▸ **Photo-based referring expression data**
::::::
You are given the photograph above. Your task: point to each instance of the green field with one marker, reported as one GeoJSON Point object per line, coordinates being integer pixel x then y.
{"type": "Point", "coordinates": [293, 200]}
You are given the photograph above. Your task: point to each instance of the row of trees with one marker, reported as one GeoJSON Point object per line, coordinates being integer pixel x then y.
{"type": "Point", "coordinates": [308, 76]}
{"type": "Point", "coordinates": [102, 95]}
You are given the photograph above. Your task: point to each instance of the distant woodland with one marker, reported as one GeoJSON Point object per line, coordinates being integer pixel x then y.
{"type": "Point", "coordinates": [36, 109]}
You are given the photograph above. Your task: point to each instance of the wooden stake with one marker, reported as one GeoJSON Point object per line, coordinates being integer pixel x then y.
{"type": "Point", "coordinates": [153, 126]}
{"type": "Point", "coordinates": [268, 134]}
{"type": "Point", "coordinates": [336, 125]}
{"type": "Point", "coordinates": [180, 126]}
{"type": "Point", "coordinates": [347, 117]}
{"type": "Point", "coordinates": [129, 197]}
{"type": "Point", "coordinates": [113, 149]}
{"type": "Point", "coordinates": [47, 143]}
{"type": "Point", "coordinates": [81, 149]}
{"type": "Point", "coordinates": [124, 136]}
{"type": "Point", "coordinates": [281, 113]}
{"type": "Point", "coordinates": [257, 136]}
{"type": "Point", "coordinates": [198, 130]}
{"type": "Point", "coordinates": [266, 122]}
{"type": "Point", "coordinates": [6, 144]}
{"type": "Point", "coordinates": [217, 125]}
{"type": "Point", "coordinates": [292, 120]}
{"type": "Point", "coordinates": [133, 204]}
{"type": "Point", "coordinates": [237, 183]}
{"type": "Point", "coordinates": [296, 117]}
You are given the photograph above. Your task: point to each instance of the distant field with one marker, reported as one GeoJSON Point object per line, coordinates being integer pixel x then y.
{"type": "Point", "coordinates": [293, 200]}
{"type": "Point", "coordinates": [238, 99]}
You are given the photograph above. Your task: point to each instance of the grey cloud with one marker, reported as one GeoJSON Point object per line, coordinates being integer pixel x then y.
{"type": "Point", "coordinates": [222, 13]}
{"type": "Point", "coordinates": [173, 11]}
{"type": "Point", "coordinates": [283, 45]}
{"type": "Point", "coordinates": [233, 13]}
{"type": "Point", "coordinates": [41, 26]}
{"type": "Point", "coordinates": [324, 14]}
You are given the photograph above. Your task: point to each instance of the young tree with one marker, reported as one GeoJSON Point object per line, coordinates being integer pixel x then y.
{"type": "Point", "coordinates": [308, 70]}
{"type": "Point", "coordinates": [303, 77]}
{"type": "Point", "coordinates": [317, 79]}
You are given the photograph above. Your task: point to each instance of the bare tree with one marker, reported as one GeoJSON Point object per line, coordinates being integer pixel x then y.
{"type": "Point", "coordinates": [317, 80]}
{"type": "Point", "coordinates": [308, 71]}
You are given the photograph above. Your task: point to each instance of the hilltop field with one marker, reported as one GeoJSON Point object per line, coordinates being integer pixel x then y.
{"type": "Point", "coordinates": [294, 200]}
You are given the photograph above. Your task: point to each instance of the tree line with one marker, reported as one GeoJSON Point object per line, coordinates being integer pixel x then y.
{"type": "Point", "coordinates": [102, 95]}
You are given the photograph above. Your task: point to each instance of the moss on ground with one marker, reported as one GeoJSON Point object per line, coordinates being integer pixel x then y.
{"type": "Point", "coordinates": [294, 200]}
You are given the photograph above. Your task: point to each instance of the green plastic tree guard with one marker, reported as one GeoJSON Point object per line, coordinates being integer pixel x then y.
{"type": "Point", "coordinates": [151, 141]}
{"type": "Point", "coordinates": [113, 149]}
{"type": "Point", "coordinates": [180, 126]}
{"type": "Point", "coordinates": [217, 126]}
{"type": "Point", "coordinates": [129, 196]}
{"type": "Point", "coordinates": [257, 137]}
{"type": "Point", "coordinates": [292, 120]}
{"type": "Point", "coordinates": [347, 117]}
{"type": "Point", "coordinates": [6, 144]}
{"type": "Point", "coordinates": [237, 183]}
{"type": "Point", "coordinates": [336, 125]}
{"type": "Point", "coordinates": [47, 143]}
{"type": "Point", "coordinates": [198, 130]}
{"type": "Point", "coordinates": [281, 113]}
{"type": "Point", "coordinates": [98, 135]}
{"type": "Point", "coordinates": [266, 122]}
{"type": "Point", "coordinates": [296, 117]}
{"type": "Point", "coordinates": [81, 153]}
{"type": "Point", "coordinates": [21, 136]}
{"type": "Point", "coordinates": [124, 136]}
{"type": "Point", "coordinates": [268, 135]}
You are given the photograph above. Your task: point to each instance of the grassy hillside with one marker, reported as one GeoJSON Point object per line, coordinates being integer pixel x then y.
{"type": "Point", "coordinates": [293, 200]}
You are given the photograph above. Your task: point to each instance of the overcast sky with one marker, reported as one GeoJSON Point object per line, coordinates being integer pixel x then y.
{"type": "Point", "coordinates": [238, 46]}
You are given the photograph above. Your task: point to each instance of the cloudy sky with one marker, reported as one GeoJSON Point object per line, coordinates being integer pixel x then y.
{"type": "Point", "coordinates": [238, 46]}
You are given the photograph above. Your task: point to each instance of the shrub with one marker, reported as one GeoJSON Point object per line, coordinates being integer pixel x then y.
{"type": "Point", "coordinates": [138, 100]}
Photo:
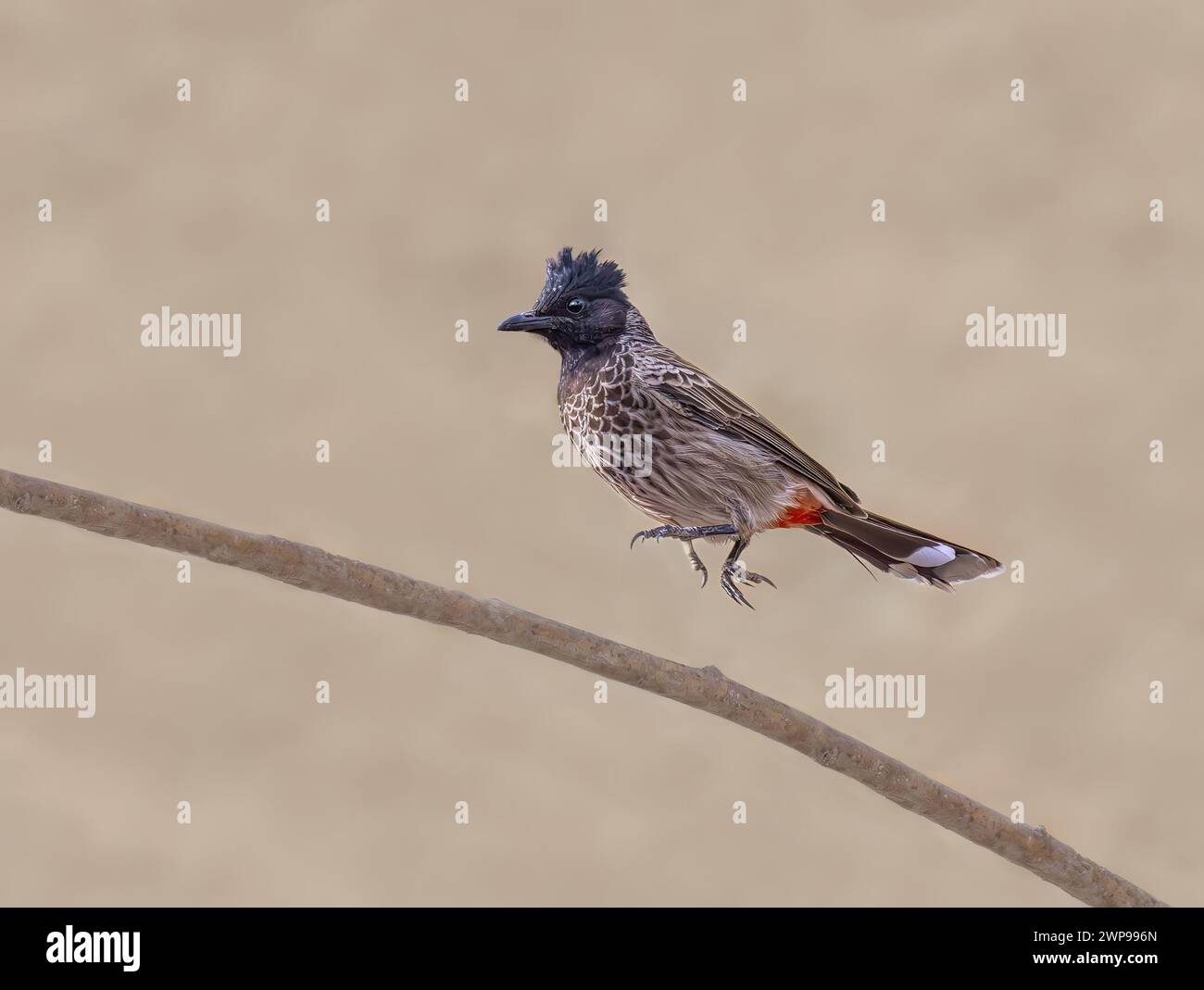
::::::
▸ **Task item**
I'd like the entries above repeated exactly, but without any of their pictures.

▸ **Answer section**
You are given the photograph above. Your task: point to each instance of the green field with one marker, reported as one GeoJSON Point object per line, coordinates being integer pixel x then y.
{"type": "Point", "coordinates": [293, 200]}
You are given the photograph above. Your task: point to each instance of the row of trees with one marker, reported as one GeoJSON Point object per line, coordinates being integer pixel x then y.
{"type": "Point", "coordinates": [308, 76]}
{"type": "Point", "coordinates": [102, 95]}
You are given the photograph above. Your task: point to each instance of the distant woodland with one marker, reported as one GeoJSON Point object per line, coordinates being integer pixel x then y.
{"type": "Point", "coordinates": [36, 109]}
You are given the photograph above. Your task: point to each instance of the wooden stake with one marker, reported as one GeoJSON Point object per line, coordinates being integer pixel x then y.
{"type": "Point", "coordinates": [153, 126]}
{"type": "Point", "coordinates": [268, 134]}
{"type": "Point", "coordinates": [336, 125]}
{"type": "Point", "coordinates": [180, 126]}
{"type": "Point", "coordinates": [347, 117]}
{"type": "Point", "coordinates": [129, 197]}
{"type": "Point", "coordinates": [113, 149]}
{"type": "Point", "coordinates": [47, 143]}
{"type": "Point", "coordinates": [81, 149]}
{"type": "Point", "coordinates": [124, 136]}
{"type": "Point", "coordinates": [281, 113]}
{"type": "Point", "coordinates": [257, 136]}
{"type": "Point", "coordinates": [198, 130]}
{"type": "Point", "coordinates": [266, 122]}
{"type": "Point", "coordinates": [6, 144]}
{"type": "Point", "coordinates": [217, 125]}
{"type": "Point", "coordinates": [292, 120]}
{"type": "Point", "coordinates": [133, 204]}
{"type": "Point", "coordinates": [237, 183]}
{"type": "Point", "coordinates": [296, 117]}
You are given the photograph above. Your task: point to each instance of the distant field with one marker, reported as one GeoJSON Point object per line, coordinates being integer pixel x then y.
{"type": "Point", "coordinates": [293, 200]}
{"type": "Point", "coordinates": [238, 99]}
You are given the photograph above. Your task: point to each instance of the grey cloud with one marker, reported as one GeoJSON Point object per line, coordinates being integer pixel x then y.
{"type": "Point", "coordinates": [222, 13]}
{"type": "Point", "coordinates": [173, 11]}
{"type": "Point", "coordinates": [283, 45]}
{"type": "Point", "coordinates": [233, 13]}
{"type": "Point", "coordinates": [41, 26]}
{"type": "Point", "coordinates": [324, 14]}
You are given the photograph above. Your task: point to each instance of the young tree with one marker, reported as one GeoJSON Point object per line, coordinates being integer pixel x then y.
{"type": "Point", "coordinates": [308, 70]}
{"type": "Point", "coordinates": [303, 77]}
{"type": "Point", "coordinates": [317, 79]}
You are given the photograph above. Your task: point to each instance of the bare tree with one marker, reported as one GeoJSON Point object per line, coordinates being integer pixel x then y.
{"type": "Point", "coordinates": [317, 80]}
{"type": "Point", "coordinates": [308, 71]}
You are given the photograph above. Your task: point to each instance of the hilltop field with one marker, reported as one GeoJSON Point object per line, coordinates being integer pixel x then y.
{"type": "Point", "coordinates": [294, 200]}
You are given the photograph above. Your task: point to each instance of the tree line with one marker, reported as one GeoJSON Point object per line, coordinates being integer pixel x then y.
{"type": "Point", "coordinates": [102, 95]}
You are given the photograph above. Your task: point to each instance of the moss on ground with one marker, reported as one GeoJSON Point object per line, coordinates being integer pixel x then y.
{"type": "Point", "coordinates": [294, 200]}
You are given the photograph above. Your task: point to each instance of the green plastic tree guard with one marker, reported as one GeoJSON Point object per line, coordinates being integer pixel x then y.
{"type": "Point", "coordinates": [151, 141]}
{"type": "Point", "coordinates": [113, 149]}
{"type": "Point", "coordinates": [180, 126]}
{"type": "Point", "coordinates": [217, 126]}
{"type": "Point", "coordinates": [129, 196]}
{"type": "Point", "coordinates": [257, 137]}
{"type": "Point", "coordinates": [292, 120]}
{"type": "Point", "coordinates": [347, 117]}
{"type": "Point", "coordinates": [6, 144]}
{"type": "Point", "coordinates": [237, 183]}
{"type": "Point", "coordinates": [336, 125]}
{"type": "Point", "coordinates": [47, 143]}
{"type": "Point", "coordinates": [198, 130]}
{"type": "Point", "coordinates": [281, 113]}
{"type": "Point", "coordinates": [98, 135]}
{"type": "Point", "coordinates": [266, 122]}
{"type": "Point", "coordinates": [296, 117]}
{"type": "Point", "coordinates": [81, 153]}
{"type": "Point", "coordinates": [21, 136]}
{"type": "Point", "coordinates": [124, 136]}
{"type": "Point", "coordinates": [268, 135]}
You are given the photograph above. Your task: point to each instance of the grassy hillside with one marker, reported as one GeoJSON Point object per line, coordinates being integer pixel x then y.
{"type": "Point", "coordinates": [293, 200]}
You are given the photograph above. Your task: point to each instance of the overcast sky with one marker, reported as one GeoJSON Point object per line, coordinates being integer pixel x then y.
{"type": "Point", "coordinates": [238, 46]}
You are given the photograph above. Your task: point to each instance of the cloudy sky with one marker, reported as one GeoJSON Point object per line, coordinates being integer pixel x then y.
{"type": "Point", "coordinates": [238, 46]}
You are given the photograph above. Your task: point to each instance of the shrub with one marker, reported as one GeoJSON Point object per line, coordinates being integer pixel x then y.
{"type": "Point", "coordinates": [138, 100]}
Photo:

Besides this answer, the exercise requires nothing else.